> _EXERCISE BRIEF_: Everything from the line containing "# point at: concrete" to the last line of the data below should be copied word for word, and nothing else.

━━━━━━━━━━━━━━━━━━━━

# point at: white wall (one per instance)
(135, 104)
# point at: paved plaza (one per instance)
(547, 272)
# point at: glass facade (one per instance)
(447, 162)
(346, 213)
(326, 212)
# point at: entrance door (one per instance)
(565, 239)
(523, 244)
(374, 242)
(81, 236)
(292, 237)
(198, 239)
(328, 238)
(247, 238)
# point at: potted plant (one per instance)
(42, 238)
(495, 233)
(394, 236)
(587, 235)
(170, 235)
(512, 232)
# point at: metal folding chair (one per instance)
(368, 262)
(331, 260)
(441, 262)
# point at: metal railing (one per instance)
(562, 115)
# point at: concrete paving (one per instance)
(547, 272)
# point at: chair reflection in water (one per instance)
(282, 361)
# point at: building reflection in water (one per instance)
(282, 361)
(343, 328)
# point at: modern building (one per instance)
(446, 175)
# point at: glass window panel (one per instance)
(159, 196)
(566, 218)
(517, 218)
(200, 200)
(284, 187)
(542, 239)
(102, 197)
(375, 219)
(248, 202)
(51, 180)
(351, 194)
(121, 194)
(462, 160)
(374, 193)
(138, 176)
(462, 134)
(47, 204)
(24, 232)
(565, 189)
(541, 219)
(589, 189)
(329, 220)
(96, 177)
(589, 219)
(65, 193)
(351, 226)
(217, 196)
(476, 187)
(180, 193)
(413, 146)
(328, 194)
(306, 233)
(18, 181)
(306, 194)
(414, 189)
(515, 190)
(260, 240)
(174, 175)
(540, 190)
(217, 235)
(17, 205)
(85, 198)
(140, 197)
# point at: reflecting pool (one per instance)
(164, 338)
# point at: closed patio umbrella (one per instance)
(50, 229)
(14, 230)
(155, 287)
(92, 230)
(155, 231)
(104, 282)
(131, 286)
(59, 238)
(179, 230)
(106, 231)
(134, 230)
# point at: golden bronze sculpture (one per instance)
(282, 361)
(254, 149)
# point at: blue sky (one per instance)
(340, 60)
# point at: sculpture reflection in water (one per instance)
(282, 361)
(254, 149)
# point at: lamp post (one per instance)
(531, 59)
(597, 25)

━━━━━━━━━━━━━━━━━━━━

> _RESPONSE BELOW_:
# point at: concrete paving (one per instance)
(547, 272)
# point at: chair reflection in water (one per instance)
(282, 361)
# point at: building reflection in water (one per instance)
(282, 361)
(343, 328)
# point at: modern building (one per instance)
(446, 175)
# point at: glass window panel (one per instance)
(159, 196)
(566, 218)
(517, 218)
(200, 200)
(284, 187)
(542, 239)
(102, 197)
(375, 219)
(248, 202)
(51, 180)
(351, 194)
(121, 194)
(462, 160)
(374, 193)
(138, 176)
(462, 134)
(47, 204)
(24, 232)
(565, 189)
(541, 219)
(589, 189)
(329, 220)
(96, 177)
(589, 219)
(65, 193)
(351, 226)
(217, 196)
(476, 187)
(180, 193)
(413, 146)
(328, 194)
(306, 233)
(18, 181)
(306, 194)
(414, 189)
(515, 190)
(260, 240)
(174, 175)
(540, 190)
(217, 235)
(17, 205)
(85, 198)
(140, 197)
# point at: reflecting pool (one per instance)
(164, 338)
# point at: closed patio umbrella (one per instance)
(50, 229)
(14, 230)
(155, 287)
(92, 230)
(155, 231)
(104, 282)
(131, 286)
(59, 238)
(179, 230)
(106, 231)
(134, 230)
# point at: golden bronze sculpture (one per instance)
(282, 361)
(254, 149)
# point at: blue sky (one per instance)
(340, 60)
# point at: sculpture reflection in water (one per instance)
(282, 361)
(254, 149)
# point at: lamp post (one per instance)
(531, 59)
(597, 25)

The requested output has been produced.